== What to do ==
Each entry in the block below needs to be copied out exactly.

-- Working data follows --

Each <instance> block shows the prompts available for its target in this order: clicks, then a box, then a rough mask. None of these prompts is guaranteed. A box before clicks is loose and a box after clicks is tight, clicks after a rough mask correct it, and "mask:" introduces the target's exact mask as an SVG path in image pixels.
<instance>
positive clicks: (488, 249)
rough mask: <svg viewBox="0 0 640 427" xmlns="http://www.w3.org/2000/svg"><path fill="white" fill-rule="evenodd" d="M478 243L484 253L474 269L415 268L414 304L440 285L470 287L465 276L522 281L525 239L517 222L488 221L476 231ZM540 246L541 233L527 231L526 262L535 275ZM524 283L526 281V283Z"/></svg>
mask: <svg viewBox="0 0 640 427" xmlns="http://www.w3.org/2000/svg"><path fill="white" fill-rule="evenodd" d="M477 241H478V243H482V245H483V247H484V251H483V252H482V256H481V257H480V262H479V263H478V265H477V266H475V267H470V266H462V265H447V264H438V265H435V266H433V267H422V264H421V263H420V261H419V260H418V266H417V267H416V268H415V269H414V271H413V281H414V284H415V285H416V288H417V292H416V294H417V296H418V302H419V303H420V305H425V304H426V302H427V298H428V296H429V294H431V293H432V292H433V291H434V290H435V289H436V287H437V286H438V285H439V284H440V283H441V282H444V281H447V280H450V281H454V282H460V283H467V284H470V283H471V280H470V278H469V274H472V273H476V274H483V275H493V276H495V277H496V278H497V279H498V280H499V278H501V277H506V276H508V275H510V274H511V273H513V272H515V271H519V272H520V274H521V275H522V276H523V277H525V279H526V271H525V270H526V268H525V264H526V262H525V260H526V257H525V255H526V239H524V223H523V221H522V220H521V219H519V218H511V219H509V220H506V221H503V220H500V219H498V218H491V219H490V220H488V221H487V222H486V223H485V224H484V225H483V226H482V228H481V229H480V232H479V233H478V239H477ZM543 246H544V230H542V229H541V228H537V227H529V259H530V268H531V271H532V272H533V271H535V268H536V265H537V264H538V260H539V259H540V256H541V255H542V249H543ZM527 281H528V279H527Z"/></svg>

-- Working data concluded --

== Solution for this exercise ==
Each <instance> block shows the prompts available for its target in this order: clicks, then a box, then a rough mask. None of these prompts is guaranteed. A box before clicks is loose and a box after clicks is tight, clicks after a rough mask correct it, and "mask:" introduces the target's exact mask as an SVG path in image pixels.
<instance>
positive clicks: (488, 249)
rough mask: <svg viewBox="0 0 640 427" xmlns="http://www.w3.org/2000/svg"><path fill="white" fill-rule="evenodd" d="M478 243L484 253L474 269L415 268L414 304L440 285L470 287L465 276L522 281L525 239L517 222L488 221L476 231ZM540 246L541 233L527 231L526 262L535 275ZM524 283L526 281V283Z"/></svg>
mask: <svg viewBox="0 0 640 427" xmlns="http://www.w3.org/2000/svg"><path fill="white" fill-rule="evenodd" d="M477 241H478V243H482V245H483V247H484V251H483V252H482V256H481V257H480V262H479V263H478V265H477V266H475V267H470V266H462V265H447V264H438V265H435V266H433V267H422V264H421V263H420V261H419V260H418V266H417V267H416V268H415V269H414V271H413V281H414V284H415V285H416V288H417V292H416V294H417V296H418V302H419V303H420V305H425V304H426V302H427V298H428V296H429V294H431V293H432V292H433V291H434V290H435V289H436V287H437V286H438V285H439V284H440V283H441V282H444V281H447V280H450V281H454V282H460V283H467V284H470V283H471V280H470V278H469V274H472V273H476V274H483V275H493V276H495V277H496V278H497V279H498V280H499V278H501V277H506V276H508V275H510V274H511V273H513V272H515V271H519V272H520V274H521V275H522V276H523V277H525V279H526V271H525V270H526V268H525V264H526V262H525V260H526V257H525V255H526V239H524V223H523V221H522V220H521V219H519V218H511V219H509V220H506V221H503V220H500V219H498V218H491V219H490V220H488V221H487V222H486V223H485V224H484V225H483V226H482V228H481V229H480V232H479V233H478V239H477ZM543 246H544V230H542V229H541V228H537V227H529V259H530V268H531V271H532V272H533V271H535V268H536V265H537V264H538V260H539V259H540V256H541V255H542V249H543ZM527 281H528V279H527Z"/></svg>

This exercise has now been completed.